▶ PROBLEM DESCRIPTION
Transcribe the Wirral forum thread below in full, word for word.

▶ SUPPLIED TEXT
=-=-=-=-=
# Wirral



## RAW (Jul 19, 2019)

Heading over to the *Wirral * on Monday for an overnight stop and appointment Tuesday AM at an Autogas Place
Does anyone have any recommendations on where we can stop overnight safely close to *Birkenhead / Wirral *?
TIA


----------



## Canalsman (Jul 19, 2019)

There are a number of options in the POIs.

Have you looked at the online POI Map?


----------



## RAW (Jul 20, 2019)

POI Admin said:


> There are a number of options in the POIs.
> Have you looked at the online POI Map?



Do you mean this Chrs



CU is Car Park Urban I believe but like we found further North the Car Park at Sefton had a no overnight parking rule bylaw so just checking up to see if these are still valid and if anyone recommends a place to park up. Many thanks
Robert


----------



## Canalsman (Jul 20, 2019)

They are all feasible to the best of my knowledge.
=-=-=-=-=
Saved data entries
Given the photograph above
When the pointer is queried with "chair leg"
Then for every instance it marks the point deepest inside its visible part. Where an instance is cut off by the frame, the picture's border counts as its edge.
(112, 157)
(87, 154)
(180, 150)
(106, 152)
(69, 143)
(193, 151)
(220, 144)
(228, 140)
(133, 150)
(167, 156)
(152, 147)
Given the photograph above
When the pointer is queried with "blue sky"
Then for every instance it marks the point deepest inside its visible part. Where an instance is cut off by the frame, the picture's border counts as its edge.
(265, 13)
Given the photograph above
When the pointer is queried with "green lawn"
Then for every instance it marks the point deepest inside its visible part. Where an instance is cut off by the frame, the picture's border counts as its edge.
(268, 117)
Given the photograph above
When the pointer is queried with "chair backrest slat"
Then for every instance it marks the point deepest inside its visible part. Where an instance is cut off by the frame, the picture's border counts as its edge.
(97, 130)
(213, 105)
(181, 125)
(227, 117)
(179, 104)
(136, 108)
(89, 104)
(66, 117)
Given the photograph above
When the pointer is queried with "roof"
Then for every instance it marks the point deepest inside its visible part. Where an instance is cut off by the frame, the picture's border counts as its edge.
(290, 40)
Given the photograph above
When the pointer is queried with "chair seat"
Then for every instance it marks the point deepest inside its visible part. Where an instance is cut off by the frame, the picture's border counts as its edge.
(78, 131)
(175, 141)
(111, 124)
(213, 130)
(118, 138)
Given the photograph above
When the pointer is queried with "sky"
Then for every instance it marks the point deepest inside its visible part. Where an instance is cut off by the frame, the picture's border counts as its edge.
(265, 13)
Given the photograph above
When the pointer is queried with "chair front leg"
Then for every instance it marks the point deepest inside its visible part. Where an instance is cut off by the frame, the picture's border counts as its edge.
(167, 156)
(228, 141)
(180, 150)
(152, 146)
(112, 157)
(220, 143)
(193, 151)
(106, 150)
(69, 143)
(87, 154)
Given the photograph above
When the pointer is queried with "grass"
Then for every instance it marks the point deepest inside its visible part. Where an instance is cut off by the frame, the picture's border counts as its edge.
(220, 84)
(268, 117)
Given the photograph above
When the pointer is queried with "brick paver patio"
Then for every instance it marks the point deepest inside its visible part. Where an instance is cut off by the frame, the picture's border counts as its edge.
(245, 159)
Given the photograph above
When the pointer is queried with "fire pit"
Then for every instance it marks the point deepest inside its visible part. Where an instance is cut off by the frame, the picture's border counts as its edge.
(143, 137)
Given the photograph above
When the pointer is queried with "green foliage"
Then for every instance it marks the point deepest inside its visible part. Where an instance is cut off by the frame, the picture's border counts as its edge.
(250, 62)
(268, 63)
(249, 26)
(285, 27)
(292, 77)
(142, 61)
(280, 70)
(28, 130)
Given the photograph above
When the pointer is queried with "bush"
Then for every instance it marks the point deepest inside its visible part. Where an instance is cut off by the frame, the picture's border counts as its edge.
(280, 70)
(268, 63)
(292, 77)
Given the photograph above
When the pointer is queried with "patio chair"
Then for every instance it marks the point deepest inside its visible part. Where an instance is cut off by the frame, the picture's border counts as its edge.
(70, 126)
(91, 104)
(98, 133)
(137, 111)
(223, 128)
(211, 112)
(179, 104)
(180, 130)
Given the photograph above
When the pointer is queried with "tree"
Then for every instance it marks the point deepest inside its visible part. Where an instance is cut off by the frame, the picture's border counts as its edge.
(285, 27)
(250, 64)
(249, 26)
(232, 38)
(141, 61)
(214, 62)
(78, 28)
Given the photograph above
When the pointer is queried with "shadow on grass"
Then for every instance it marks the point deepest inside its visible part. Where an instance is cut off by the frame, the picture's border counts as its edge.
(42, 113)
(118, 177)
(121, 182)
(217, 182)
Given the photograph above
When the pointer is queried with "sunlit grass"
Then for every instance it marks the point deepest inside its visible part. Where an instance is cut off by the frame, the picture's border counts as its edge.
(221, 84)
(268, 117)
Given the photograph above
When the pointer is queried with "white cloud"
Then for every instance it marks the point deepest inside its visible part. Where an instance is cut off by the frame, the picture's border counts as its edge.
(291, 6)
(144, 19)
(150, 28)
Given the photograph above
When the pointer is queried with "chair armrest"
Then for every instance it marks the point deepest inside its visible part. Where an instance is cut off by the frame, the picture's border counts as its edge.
=-=-=-=-=
▶ TASK RESPONSE
# Wirral



## RAW (Jul 19, 2019)

Heading over to the *Wirral * on Monday for an overnight stop and appointment Tuesday AM at an Autogas Place
Does anyone have any recommendations on where we can stop overnight safely close to *Birkenhead / Wirral *?
TIA


----------



## Canalsman (Jul 19, 2019)

There are a number of options in the POIs.

Have you looked at the online POI Map?


----------



## RAW (Jul 20, 2019)

POI Admin said:


> There are a number of options in the POIs.
> Have you looked at the online POI Map?



Do you mean this Chrs



CU is Car Park Urban I believe but like we found further North the Car Park at Sefton had a no overnight parking rule bylaw so just checking up to see if these are still valid and if anyone recommends a place to park up. Many thanks
Robert


----------



## Canalsman (Jul 20, 2019)

They are all feasible to the best of my knowledge.